Somewhere below, one line contains "task: outline the striped referee shirt" and a later line contains "Provide the mask of every instance of the black". Output those two lines and everything between them exactly, and nothing else.

════════════════

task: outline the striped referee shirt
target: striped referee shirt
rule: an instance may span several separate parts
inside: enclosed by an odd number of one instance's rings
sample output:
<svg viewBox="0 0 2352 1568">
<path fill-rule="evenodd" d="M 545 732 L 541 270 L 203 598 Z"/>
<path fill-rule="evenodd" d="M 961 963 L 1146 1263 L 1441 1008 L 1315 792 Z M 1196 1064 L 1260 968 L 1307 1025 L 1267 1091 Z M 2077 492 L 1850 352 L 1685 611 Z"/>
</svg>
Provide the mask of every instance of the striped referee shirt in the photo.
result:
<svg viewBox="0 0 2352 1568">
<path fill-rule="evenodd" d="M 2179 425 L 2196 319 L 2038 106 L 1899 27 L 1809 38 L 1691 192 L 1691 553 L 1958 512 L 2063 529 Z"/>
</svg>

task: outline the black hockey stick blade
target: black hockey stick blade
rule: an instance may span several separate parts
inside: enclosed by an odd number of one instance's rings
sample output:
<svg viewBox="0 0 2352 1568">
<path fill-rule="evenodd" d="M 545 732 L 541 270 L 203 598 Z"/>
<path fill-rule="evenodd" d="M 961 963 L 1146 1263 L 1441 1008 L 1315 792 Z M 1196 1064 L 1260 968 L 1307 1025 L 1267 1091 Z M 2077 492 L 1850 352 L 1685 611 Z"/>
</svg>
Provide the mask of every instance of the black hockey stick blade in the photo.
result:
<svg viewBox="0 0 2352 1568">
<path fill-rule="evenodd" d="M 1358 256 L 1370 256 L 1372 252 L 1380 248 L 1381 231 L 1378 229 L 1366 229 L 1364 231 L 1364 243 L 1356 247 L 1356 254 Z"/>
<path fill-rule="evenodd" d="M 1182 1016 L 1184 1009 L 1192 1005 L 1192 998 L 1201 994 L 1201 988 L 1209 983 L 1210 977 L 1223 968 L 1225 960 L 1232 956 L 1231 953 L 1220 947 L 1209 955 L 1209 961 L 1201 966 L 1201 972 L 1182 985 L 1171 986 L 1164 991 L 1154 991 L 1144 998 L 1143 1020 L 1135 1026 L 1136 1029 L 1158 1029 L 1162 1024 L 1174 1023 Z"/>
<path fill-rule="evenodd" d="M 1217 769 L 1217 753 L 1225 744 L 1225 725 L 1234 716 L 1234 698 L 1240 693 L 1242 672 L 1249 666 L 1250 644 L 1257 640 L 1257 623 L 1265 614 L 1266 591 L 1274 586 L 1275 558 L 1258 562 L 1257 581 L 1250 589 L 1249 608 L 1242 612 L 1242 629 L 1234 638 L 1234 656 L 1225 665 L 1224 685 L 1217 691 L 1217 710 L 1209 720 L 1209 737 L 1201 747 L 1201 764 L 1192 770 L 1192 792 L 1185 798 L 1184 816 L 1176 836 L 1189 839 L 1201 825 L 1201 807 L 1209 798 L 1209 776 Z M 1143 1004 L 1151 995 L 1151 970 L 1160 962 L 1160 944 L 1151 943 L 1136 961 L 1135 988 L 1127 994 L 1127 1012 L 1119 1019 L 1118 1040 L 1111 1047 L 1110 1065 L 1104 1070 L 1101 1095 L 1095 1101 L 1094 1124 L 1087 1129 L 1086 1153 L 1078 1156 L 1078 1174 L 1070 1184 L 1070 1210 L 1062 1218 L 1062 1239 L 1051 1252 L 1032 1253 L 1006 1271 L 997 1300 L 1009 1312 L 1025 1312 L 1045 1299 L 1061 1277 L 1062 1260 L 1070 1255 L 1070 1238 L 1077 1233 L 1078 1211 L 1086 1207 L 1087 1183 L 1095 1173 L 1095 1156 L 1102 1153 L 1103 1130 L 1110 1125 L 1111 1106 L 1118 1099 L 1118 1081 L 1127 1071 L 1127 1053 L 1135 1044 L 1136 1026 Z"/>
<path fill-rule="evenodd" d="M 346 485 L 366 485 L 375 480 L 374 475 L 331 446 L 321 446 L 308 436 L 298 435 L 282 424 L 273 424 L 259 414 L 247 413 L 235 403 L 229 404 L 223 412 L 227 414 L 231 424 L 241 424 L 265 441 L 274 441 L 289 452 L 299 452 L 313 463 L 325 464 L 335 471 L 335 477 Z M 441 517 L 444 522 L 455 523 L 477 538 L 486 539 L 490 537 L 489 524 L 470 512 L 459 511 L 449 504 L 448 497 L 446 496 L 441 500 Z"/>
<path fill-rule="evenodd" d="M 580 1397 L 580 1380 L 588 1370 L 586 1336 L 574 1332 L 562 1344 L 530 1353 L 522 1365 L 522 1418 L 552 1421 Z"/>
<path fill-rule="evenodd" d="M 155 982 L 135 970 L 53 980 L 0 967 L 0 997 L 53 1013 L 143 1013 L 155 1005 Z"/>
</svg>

════════════════

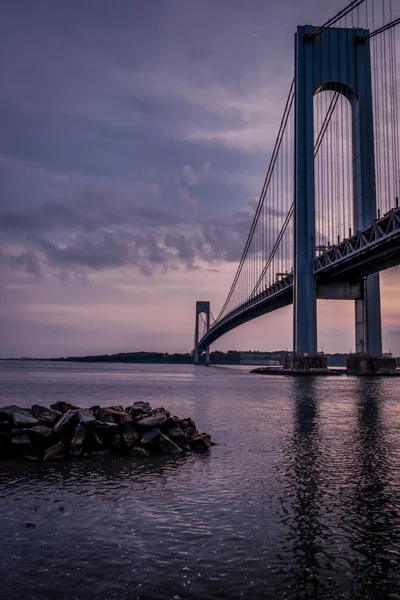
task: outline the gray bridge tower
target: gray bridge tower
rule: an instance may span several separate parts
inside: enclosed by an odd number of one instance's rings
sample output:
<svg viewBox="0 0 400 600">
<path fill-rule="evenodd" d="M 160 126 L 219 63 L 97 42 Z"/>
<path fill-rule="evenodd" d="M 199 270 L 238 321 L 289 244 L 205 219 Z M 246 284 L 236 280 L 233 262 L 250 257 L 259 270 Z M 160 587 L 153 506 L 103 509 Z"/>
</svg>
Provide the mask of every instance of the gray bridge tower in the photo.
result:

════════════════

Exercise response:
task: outline the striped referee shirt
target: striped referee shirt
rule: an instance may span several separate parts
inside: enclosed by an odd number of one instance's rings
sample output:
<svg viewBox="0 0 2352 1568">
<path fill-rule="evenodd" d="M 545 732 L 541 270 L 203 598 Z"/>
<path fill-rule="evenodd" d="M 961 963 L 1146 1263 L 1441 1008 L 1315 792 Z M 1196 1064 L 1260 968 L 1307 1025 L 1267 1091 Z M 2077 492 L 1850 352 L 1685 611 Z"/>
</svg>
Provide the mask of every instance of the striped referee shirt in the photo.
result:
<svg viewBox="0 0 2352 1568">
<path fill-rule="evenodd" d="M 2179 425 L 2196 319 L 2038 106 L 1899 27 L 1809 38 L 1691 192 L 1691 553 L 1958 512 L 2063 529 Z"/>
</svg>

task: outline the black hockey stick blade
target: black hockey stick blade
rule: an instance may span several separate parts
inside: enclosed by an odd number of one instance's rings
sample output:
<svg viewBox="0 0 2352 1568">
<path fill-rule="evenodd" d="M 545 732 L 541 270 L 203 598 Z"/>
<path fill-rule="evenodd" d="M 961 963 L 1146 1263 L 1441 1008 L 1315 792 Z M 1196 1064 L 1260 968 L 1307 1025 L 1267 1091 Z M 2077 492 L 1850 352 L 1685 611 Z"/>
</svg>
Provide the mask of every instance of the black hockey stick blade in the photo.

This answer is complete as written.